● **Dataset extract**:

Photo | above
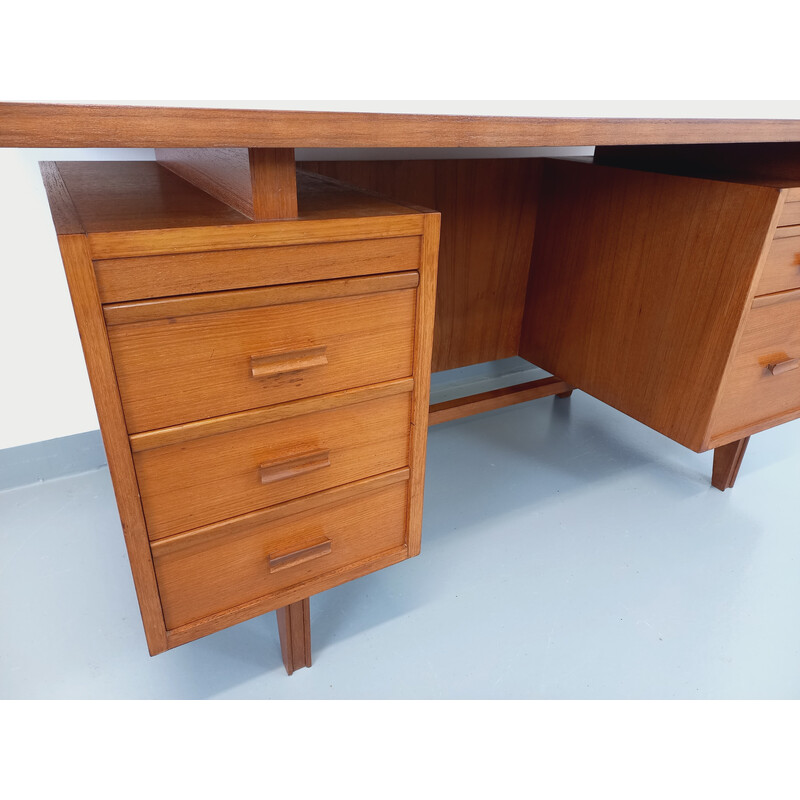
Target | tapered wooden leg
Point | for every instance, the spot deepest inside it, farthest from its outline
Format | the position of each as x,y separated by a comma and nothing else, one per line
294,630
727,460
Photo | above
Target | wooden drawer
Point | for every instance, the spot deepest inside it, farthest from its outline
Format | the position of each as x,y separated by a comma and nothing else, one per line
752,396
190,358
782,270
121,279
262,460
224,566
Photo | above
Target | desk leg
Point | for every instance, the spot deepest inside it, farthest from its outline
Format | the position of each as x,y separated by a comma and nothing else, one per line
294,630
727,460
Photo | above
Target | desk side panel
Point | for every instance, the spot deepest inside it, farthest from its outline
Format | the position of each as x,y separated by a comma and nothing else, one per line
639,283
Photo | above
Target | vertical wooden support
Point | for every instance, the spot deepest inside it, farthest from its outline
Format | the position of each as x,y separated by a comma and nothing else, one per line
727,460
294,630
99,363
259,182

● **Your objective**:
Reproduce the whole listing above word for word, but not its pictures.

● **Solution**:
Photo | above
Target | tapered wooden leg
Point | for every instance, the spot deepest inside it, farthest from its outline
Format | the position of each as x,y separated by a comma and nothing else, one per line
294,630
727,460
Photo | above
Target | wooden drawer
Point | for every instance, the spot deepest inside it, farthest from its outline
Format | the position of each as x,y separated by a comma and nothing else, one per line
752,396
190,358
782,270
121,279
262,460
224,566
Photo | above
Target | desk leg
Point | for every instance, the spot deepest inside it, farthest from its outline
Format | the position of each as x,y separated by a comma and nothing else, one per line
294,630
727,460
Photo | above
Target | desk side panel
Point | for every instance, the spot deepest inside it, farthest from its outline
Format | the position of each as x,y separated by a comma and nothing else, one per line
639,283
Photo | above
Target | vertical wooden support
Point | for every instance, the spot deepest inside it, farthest from its outline
Format | the position of each as x,y separated by a comma and nothing else, one per line
727,460
294,630
99,363
259,182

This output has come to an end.